● SUPPLIED TEXT

Let $$(C(t),S(t))$$ be the solution of the autonomous system

$$x'=-y, \qquad y'=\alpha x^{+}- \beta x^{-}$$
(2.2)

satisfying the initial condition $$(C(0),S(0))=(1,0)$$. Then it is well known that $$S(t)\in C^{1}(\mathbb{R})$$ and $$C(t)\in C^{2}(\mathbb{R})$$ are $$\frac{2\pi }{\omega }$$-periodic and the even function $$C(t)$$ can be expressed as

$$C(t)= \textstyle\begin{cases} \cos \sqrt{\alpha }t, &0\leq \vert t \vert \leq \frac{\pi }{2\sqrt{\alpha }},\\ -\sqrt{\frac{\alpha }{\beta }}\sin \sqrt{\beta }(t-\frac{\pi }{2\sqrt{\alpha }}),& \frac{\pi }{2\sqrt{\alpha }}\leq \vert t \vert \leq \frac{\pi }{\omega }. \end{cases}$$

It is easy to see that the functions $$C(t)$$ and $$S(t)$$ are very similar to the cosine and the sine. Moreover, it is not difficult to prove that

1. (i)

$$C'(t)=-S(t), S'(t)=\alpha C^{+}(t)-\beta C^{-}(t)$$;

2. (ii)

$$(S(t))^{2}+\alpha (C^{+}(t))^{2}+\beta (C^{-}(t))^{2}\equiv \alpha$$;

3. (iii)

$$\vert C(t) \vert \leq \max \{1,\sqrt{\frac{\alpha }{\beta }}\}:=C_{\infty }, \vert S(t) \vert \leq \sqrt{\alpha }$$.

For $$r>0$$ and $$\theta (\operatorname{mod} 2\pi )$$, we introduce the action and angle variables transformation $$T:(r,\theta )\rightarrow (x,y)$$ as

$$x=\sqrt{2\lambda r}C \biggl(\frac{\theta }{\omega } \biggr),\qquad y= \sqrt{2\lambda r}S \biggl(\frac{\theta }{\omega } \biggr)$$
(2.3)

with $$\lambda =\frac{\omega }{\alpha }$$. Then its Jacobian

$$\det T'(r,\theta )= \begin{vmatrix} \frac{\partial x}{\partial r} & \frac{\partial x}{\partial \theta } \cr \frac{\partial y}{\partial r}& \frac{\partial y}{\partial \theta } \end{vmatrix}=1,$$

where $$x_{r}=\frac{\partial x}{\partial r}=\frac{x}{2r}, x_{\theta }=\frac{\partial x}{\partial \theta }=-\frac{y}{\omega }, y_{r}=\frac{\partial y}{\partial r}=\frac{y}{2r}, y_{\theta }=\frac{\partial y}{\partial \theta }=\frac{\alpha x^{+}}{\omega }-\frac{\beta x^{-}}{\omega }$$. Therefore the map T is symplectic.

● WHAT YOU WILL DO
• A. In the passage on the functions C(t) and S(t), what value is λ given in the action and angle variables transformation?
• B. Continue the passage on the functions C(t) and S(t) and the symplectic map T from where it stops.

● DATA LINES
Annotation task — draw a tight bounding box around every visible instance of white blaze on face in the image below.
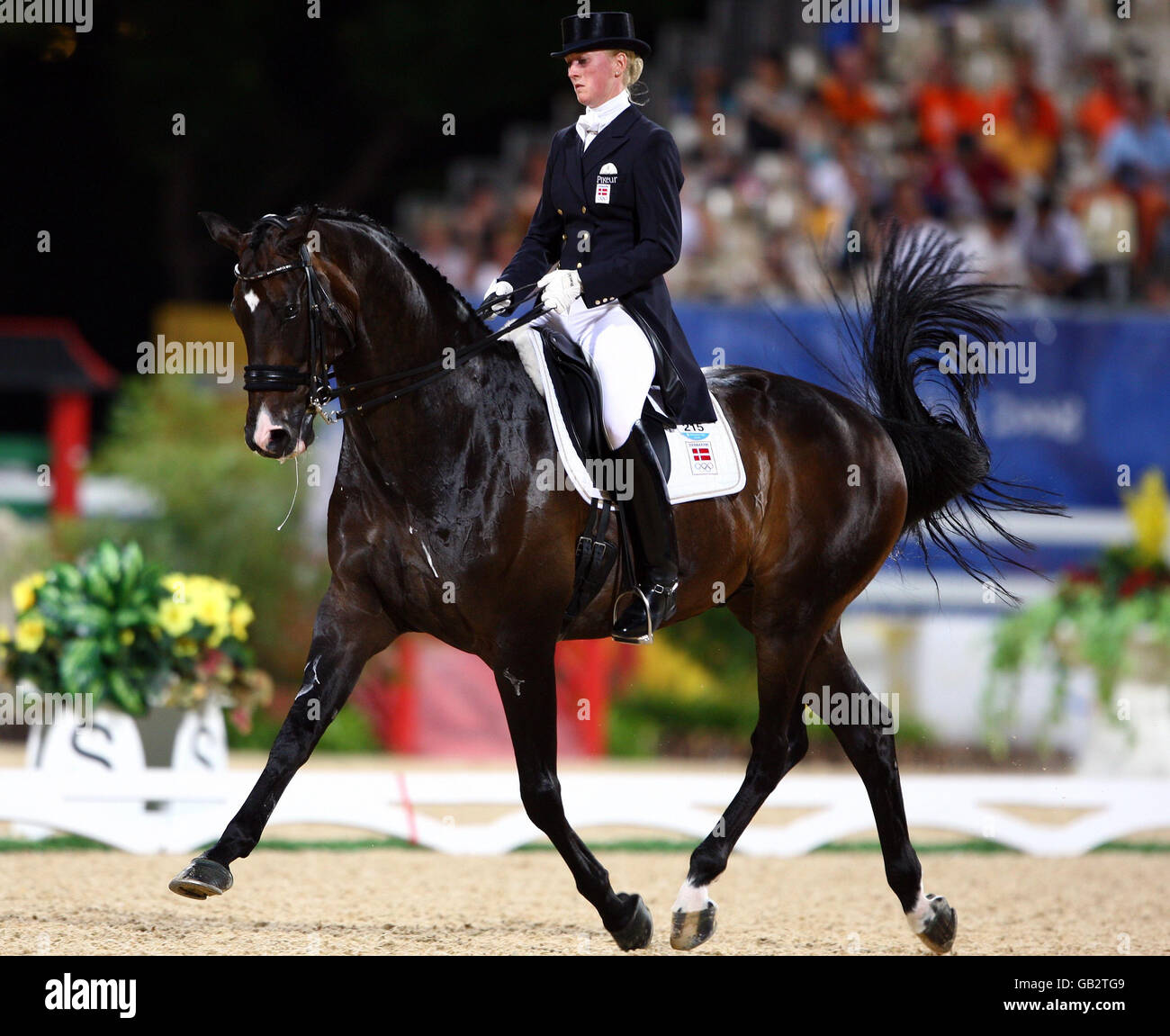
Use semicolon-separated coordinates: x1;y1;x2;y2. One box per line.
253;406;280;451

● ANSWERS FOR THE TASKS
• A. λ = ω/α

• B.
### Some estimates on action and angle variables functions

Under (2.3), (2.1) becomes

$$\frac{d\theta }{dt}=\Phi _{1}(t,\theta ,r),\qquad \frac{dr}{dt}=\Phi _{2}(t,\theta ,r),$$
(2.4)

where $$\Phi _{1}(t,\theta ,r)=\omega +\frac{x(\theta ,r)f(t,x(\theta ,r) )}{2r},\Phi _{2}(t,\theta ,r)=\frac{y(\theta ,r)f(t,x(\theta ,r) )}{\omega }$$.

According to the assumptions of $$(A_{1})$$ and $$(A_{2})$$, it is easy to prove the existence and uniqueness of the solution of the initial value problem associated with (2.4). Moreover, this solution has continuous derivatives with respect to initial data.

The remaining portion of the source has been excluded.